* ASSIGNMENT
The expected output is the data below, character for character, without its pictures.
───── INPUT RECORDS
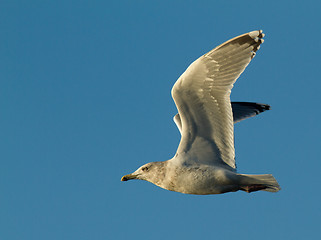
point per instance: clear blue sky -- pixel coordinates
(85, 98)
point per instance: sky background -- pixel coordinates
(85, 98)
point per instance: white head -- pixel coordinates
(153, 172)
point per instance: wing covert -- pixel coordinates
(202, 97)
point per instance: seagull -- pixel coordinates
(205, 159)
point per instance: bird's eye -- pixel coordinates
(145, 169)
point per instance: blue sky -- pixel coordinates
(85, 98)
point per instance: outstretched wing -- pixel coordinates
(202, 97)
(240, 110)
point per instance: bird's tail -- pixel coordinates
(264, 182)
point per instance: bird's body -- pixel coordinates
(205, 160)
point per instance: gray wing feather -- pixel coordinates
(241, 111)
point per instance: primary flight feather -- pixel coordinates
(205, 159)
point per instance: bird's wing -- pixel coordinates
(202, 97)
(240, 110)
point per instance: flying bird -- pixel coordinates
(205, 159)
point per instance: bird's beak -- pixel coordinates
──────────
* WRITTEN REPLY
point per instance: clear blue sky -- pixel coordinates
(85, 98)
point per instance: sky background -- pixel coordinates
(85, 98)
point per instance: white head -- pixel coordinates
(153, 172)
point per instance: wing covert -- pixel coordinates
(202, 97)
point per instance: seagull -- pixel coordinates
(205, 159)
point per instance: bird's eye -- pixel coordinates
(145, 169)
point per instance: blue sky -- pixel coordinates
(85, 98)
point per instance: outstretched wing -- pixel coordinates
(202, 97)
(240, 110)
point per instance: bird's tail -- pixel coordinates
(264, 182)
point per instance: bird's body -- pixel coordinates
(205, 160)
point per instance: gray wing feather -- pixel coordinates
(241, 111)
point per instance: primary flight feather -- pixel coordinates
(205, 159)
point per instance: bird's wing -- pixel coordinates
(202, 97)
(240, 110)
point per instance: flying bird -- pixel coordinates
(205, 159)
point per instance: bird's beak -- pixel coordinates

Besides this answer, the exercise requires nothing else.